- **Excerpt to read**:
···
Scientists have begun work to create a prostate cancer screening service for the UK. In a few years, middle-aged men could be tested to reveal their genetic susceptibility to the condition, with those deemed to be under significant threat of developing it being offered treatment or surgery.

The service would tackle a disease that has become the nation’s most commonly diagnosed cancer and would parallel Britain’s breast cancer screening programme. Every year, more than 47,500 men are diagnosed with prostate cancer: 129 a day on average. More than 11,500 deaths from the disease occur each year, with one in eight men being diagnosed with prostate cancer at some time in their lives.

A national screening service – which would test men’s saliva for signs of genetic predispositions to the condition – could help to make significant reductions in numbers of cases and deaths. Hence the decision by the government’s National Institute for Health Research to give a £3m grant to Professor Rosalind Eeles, of the Institute of Cancer Research (ICR), and the Royal Marsden Hospital London, to lead research aimed at setting up a prostate cancer genetic testing and screening service.

“There are various gene variants that make men particularly susceptible to prostate cancer, and we need to find out exactly what those are,” Eeles told the Observer. “Then we will be able to develop a set of tests that you could offer to everyone. However, these would have to be cheap and simple to administer.”
···
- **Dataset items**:
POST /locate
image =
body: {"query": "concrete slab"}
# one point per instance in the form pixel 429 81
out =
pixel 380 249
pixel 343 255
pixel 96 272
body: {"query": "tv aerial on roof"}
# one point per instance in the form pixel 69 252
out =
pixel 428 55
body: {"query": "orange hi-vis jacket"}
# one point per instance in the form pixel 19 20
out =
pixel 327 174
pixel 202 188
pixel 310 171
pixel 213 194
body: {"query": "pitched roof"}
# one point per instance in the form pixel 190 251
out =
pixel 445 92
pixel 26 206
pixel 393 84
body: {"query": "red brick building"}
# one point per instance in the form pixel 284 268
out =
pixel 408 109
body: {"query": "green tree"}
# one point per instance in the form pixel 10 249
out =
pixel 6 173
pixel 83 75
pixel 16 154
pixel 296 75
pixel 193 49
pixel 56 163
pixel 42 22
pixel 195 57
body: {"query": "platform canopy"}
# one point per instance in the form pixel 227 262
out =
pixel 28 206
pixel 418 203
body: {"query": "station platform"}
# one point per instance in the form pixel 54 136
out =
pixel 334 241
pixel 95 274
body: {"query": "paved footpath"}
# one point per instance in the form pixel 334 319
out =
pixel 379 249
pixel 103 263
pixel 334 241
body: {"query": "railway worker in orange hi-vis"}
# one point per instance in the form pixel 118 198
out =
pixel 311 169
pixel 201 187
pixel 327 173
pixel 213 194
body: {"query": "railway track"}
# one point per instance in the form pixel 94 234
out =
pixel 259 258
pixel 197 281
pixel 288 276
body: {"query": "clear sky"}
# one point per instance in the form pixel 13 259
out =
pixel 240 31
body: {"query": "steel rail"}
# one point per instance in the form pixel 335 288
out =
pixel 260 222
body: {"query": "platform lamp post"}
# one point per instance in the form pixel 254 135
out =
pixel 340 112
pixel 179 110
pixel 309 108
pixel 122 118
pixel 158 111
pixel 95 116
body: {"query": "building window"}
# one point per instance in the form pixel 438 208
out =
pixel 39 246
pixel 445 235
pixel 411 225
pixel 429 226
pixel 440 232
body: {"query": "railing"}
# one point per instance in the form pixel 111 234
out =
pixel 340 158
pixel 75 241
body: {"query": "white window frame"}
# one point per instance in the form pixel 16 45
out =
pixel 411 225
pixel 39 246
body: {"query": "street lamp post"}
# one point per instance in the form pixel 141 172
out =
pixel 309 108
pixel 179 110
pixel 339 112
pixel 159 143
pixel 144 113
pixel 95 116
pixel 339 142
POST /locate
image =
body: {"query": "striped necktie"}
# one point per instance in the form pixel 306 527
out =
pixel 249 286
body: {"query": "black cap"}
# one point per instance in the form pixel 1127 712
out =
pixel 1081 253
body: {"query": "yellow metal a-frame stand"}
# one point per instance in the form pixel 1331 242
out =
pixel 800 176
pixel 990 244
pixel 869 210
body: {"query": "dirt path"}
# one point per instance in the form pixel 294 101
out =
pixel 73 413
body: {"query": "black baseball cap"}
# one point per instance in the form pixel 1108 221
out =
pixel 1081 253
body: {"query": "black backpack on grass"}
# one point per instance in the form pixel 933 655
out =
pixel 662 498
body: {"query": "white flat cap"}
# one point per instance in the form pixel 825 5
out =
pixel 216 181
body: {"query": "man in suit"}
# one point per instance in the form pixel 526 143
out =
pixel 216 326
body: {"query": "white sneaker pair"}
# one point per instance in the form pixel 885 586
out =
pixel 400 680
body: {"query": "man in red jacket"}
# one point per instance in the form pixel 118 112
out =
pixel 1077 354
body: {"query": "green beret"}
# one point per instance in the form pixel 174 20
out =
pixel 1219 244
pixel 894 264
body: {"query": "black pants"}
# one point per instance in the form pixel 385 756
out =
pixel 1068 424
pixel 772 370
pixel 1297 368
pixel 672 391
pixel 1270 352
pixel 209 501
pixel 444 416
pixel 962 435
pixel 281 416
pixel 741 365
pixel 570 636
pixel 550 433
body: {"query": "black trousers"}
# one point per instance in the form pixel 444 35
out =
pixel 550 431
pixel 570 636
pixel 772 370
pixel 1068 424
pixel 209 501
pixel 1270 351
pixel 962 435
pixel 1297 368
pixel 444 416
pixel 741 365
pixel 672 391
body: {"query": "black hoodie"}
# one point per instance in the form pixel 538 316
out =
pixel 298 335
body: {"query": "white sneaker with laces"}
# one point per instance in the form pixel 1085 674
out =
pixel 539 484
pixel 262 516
···
- **Work item**: Extend the article on a UK prostate cancer screening service, picking up after its final sentence.

- **Response to the exercise**:
Eeles and her colleagues are working to uncover the data and resources that will be needed to roll out a programme of prostate cancer gene testing in the NHS. The group has already pinpointed genetic changes that can lead to prostate cancer and have developed tests to detect them. Now they plan to investigate how best to use these in a screening programme.

To do this, Eeles and her team will give their tests to 1,000 men at risk of prostate cancer and 1,000 men known to have the condition. Results from these will be compared with those from men known not to have prostate cancer and who have no family history. Then the team will check how well the gene tests accurately identify a man’s risk status.

“The overall risk at age 70 of getting prostate cancer is about 3% and at the age of 80 to 85, it’s about 12%,” added Eeles. “What we want to do is find out, earlier in life, who among these groups is most at risk of getting the disease.”

Studies carried out at the ICR and Marsden’s joint Biomedical Research Centre suggest that about 200 different gene variants are involved in raising prostate cancer risks. Most of these variants pose a small danger but in certain combinations these could lead to a high level of risk.

“I can envisage the day when men aged between 40 and 70 could go to their doctors and be given saliva tests and, based on genetic analysis of their spit, they could be told from their genetic profiles just how much at risk they are of getting prostate cancer,” said Eeles.

Men identified to be most at risk of aggressive prostate cancer types could then be offered targeted screening and treatments that are now being developed. The research programme will also look at how men want to receive information about their prostate cancer risk and how it can be integrated into the NHS’s prostate cancer care pathway.

Eeles stressed that such a screening service would take time to perfect. It would have to be cost-effective and simple to implement.

“Ensuring that will be one of the main aims of the research we are now undertaking,” she said. “However, I am very confident that in a few years we may be able to roll out screening based on risk assessments of prostate cancer for middle-aged men in the UK.”

The main image on this article was updated on 9 May 2021 to use an example of the kind of testing likely to be used by the service.